> _Your goal_: Will you extract the entries word for word? Images should not appear in the copy.
## Begin Records shown
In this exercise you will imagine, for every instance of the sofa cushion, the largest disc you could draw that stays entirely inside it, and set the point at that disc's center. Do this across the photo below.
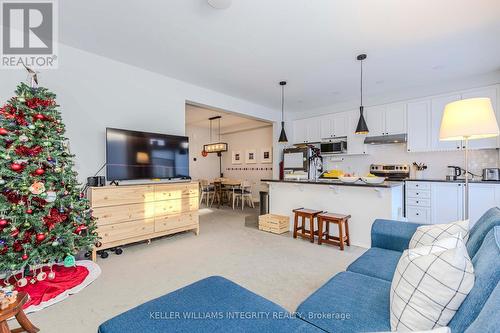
(487, 270)
(213, 304)
(349, 302)
(428, 234)
(430, 284)
(488, 221)
(376, 262)
(488, 320)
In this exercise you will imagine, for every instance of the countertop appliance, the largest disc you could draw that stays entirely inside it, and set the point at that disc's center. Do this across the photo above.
(334, 146)
(491, 174)
(391, 171)
(455, 172)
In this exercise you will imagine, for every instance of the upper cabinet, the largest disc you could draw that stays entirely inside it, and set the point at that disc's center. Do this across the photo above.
(386, 119)
(419, 122)
(307, 130)
(334, 125)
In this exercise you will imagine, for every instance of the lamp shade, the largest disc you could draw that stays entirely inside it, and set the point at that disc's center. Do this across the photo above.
(472, 118)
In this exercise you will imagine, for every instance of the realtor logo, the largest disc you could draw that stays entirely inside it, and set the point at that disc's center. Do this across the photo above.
(29, 34)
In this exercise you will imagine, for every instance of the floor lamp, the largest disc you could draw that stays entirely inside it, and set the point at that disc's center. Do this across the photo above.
(465, 120)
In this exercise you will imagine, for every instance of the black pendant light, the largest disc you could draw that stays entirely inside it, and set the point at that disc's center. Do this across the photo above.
(283, 138)
(362, 128)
## End Records shown
> _Result for this exercise_:
In this exercise you will imagine, for every instance of the sofa cushion, the largest disc you could draw that stays entirely inside it, and set the point at that disc's center. Do this across the photo below.
(487, 270)
(213, 304)
(349, 302)
(428, 234)
(430, 284)
(488, 221)
(376, 262)
(488, 320)
In this exercise you will imagine, for every instance of the countertop appliance, the largest disc you could draw that stays entirely inside it, and set the point at that disc's center. Do this across the photo above.
(334, 146)
(491, 174)
(391, 171)
(455, 172)
In this exercise you will imagine, for every instance of the upper cabinet, the largest disc you could draw that stays entirely inside it, and set the point at that disc's center. Do this across the photo above.
(386, 119)
(419, 122)
(307, 130)
(334, 125)
In this exercise you will imagine, for every instance of the lamp shade, the largest disc you could draw that stays entirely inside it, and set the point at that disc's center. Do this across the photo above.
(472, 118)
In this exercise you will imagine, for every instance of the realtor logo, the largest disc you could draw that stays entirely inside it, and set the point at that disc's center. Do this across the photo above.
(29, 34)
In this exercise you will imagine, for every instance of the floor lamp, the largest disc you could draw that stays entirely inside it, and set the point at that disc's center. Do this across the photo above.
(465, 120)
In this exercise you will imagine, for every instance of the black pendant light, the largest disc you could draw that stays entirely inside it, and set the point at that disc's center. Do this across the photo above.
(283, 138)
(362, 128)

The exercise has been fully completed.